RECORDS FOR THE TASK:
## start

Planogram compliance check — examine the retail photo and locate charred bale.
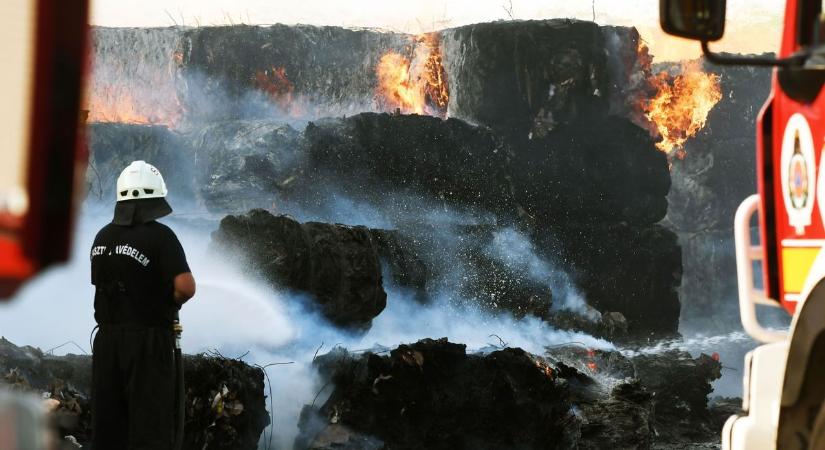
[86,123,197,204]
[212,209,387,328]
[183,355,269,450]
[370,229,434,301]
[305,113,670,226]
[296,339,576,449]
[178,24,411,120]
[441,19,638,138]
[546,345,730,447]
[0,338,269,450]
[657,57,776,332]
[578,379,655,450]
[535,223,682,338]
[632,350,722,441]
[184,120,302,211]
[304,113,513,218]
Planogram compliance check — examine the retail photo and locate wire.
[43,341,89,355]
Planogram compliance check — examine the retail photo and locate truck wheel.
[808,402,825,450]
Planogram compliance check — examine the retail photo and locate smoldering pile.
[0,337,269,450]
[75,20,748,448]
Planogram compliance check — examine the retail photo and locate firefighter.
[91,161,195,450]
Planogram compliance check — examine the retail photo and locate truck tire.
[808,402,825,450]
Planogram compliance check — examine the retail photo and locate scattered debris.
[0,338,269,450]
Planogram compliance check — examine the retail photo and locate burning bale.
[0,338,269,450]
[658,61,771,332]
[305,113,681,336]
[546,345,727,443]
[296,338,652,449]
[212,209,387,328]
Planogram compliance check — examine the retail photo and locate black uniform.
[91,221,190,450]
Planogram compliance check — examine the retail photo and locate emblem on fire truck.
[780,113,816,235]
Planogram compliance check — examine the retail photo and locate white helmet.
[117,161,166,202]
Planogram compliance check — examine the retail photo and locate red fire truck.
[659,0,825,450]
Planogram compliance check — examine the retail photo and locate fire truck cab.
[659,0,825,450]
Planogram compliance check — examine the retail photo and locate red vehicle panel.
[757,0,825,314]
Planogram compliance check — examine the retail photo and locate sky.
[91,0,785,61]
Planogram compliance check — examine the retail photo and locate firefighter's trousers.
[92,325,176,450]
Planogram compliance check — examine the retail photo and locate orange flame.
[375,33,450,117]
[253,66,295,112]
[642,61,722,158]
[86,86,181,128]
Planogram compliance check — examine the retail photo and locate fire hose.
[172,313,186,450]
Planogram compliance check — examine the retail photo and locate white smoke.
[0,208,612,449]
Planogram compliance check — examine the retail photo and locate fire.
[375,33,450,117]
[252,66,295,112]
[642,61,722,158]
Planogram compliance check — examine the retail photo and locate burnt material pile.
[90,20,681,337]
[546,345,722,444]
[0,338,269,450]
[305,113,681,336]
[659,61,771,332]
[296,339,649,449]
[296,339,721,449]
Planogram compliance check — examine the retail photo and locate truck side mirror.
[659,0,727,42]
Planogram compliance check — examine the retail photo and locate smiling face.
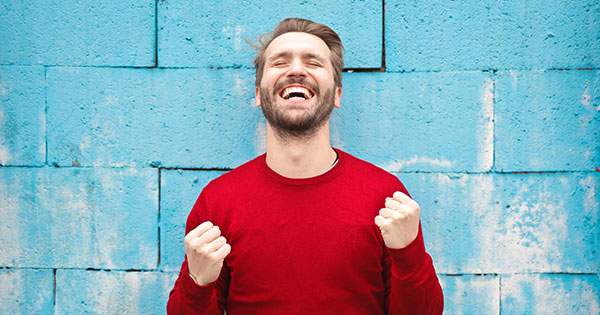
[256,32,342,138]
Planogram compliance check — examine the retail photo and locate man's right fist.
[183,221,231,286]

## end

GOAL: Copy all of the material above word for word, leaving out the pictures.

ANSWER TO THE TASK:
Planogram compliance check — examine the retail photo and locate charred bale.
[86,123,197,204]
[212,209,387,328]
[183,355,269,450]
[370,229,434,301]
[305,113,670,226]
[296,339,576,449]
[178,24,411,120]
[441,19,638,138]
[546,345,730,447]
[0,338,269,450]
[657,57,776,332]
[578,379,655,450]
[535,223,682,338]
[632,350,722,441]
[184,120,302,211]
[304,113,513,218]
Planogram compliance check — examine the retail photo and locate wire.
[43,341,89,355]
Planogram compliance check — examine the retail photo and locate truck wheel.
[808,402,825,450]
Planogram compliance check — examine the retail photo and locate smoldering pile.
[0,337,269,450]
[75,20,748,448]
Planogram compliance check — examine the retail photo and locate firefighter.
[91,161,195,450]
Planogram compliance check — examine the retail photo and locate truck tire.
[808,402,825,450]
Planogram compliance check — examine the retail photo and locate scattered debris.
[0,338,269,450]
Planogram compliance check — examine the retail photo and locate burning bale.
[0,338,269,450]
[658,61,771,332]
[305,113,681,336]
[546,345,727,443]
[296,338,652,449]
[212,209,387,328]
Planogram compliance check — examine the retail photo and locate black uniform.
[91,221,190,450]
Planogram compliance check — examine the retail photo and locate emblem on fire truck.
[780,113,816,235]
Planogram compliance check — examine the retail photo and locate white helmet.
[117,161,166,202]
Planogram compliance check — examine the retail photo and locate red fire truck.
[659,0,825,450]
Planogram compliance check — examine the retail photo and locate fire truck cab.
[659,0,825,450]
Planogram compliance check — examine the retail photo and locate red vehicle panel.
[757,0,825,314]
Planogram compliance check — examine the retail photo and locate sky.
[91,0,785,61]
Planogram compliance check — examine the retail photo and locate firefighter's trousers.
[92,325,176,450]
Planogram compliance check — examine the retail photo and locate orange flame.
[375,33,450,117]
[253,66,295,112]
[642,61,722,158]
[86,86,181,128]
Planogram compliance check — examine the retail photo and locate fire hose.
[172,313,186,450]
Planogram compliance check — examine the retail photo and locate white smoke.
[0,208,612,449]
Planogram compliance check — examine the retail photo and locate fire.
[375,33,450,117]
[252,66,295,112]
[642,61,722,158]
Planogram compliance check — examine the retail photo and locate burnt material pile.
[90,20,681,337]
[546,345,722,444]
[0,338,269,450]
[305,113,681,336]
[659,61,771,332]
[296,339,649,449]
[296,339,721,449]
Planogram compliance check — examine the retail photo and locate truck side mirror.
[659,0,727,42]
Planogram compliance check — examine the retail photo and locate smiling face.
[256,32,342,138]
Planogram compliance check — examine the retail photo and locate man's right fist.
[183,221,231,286]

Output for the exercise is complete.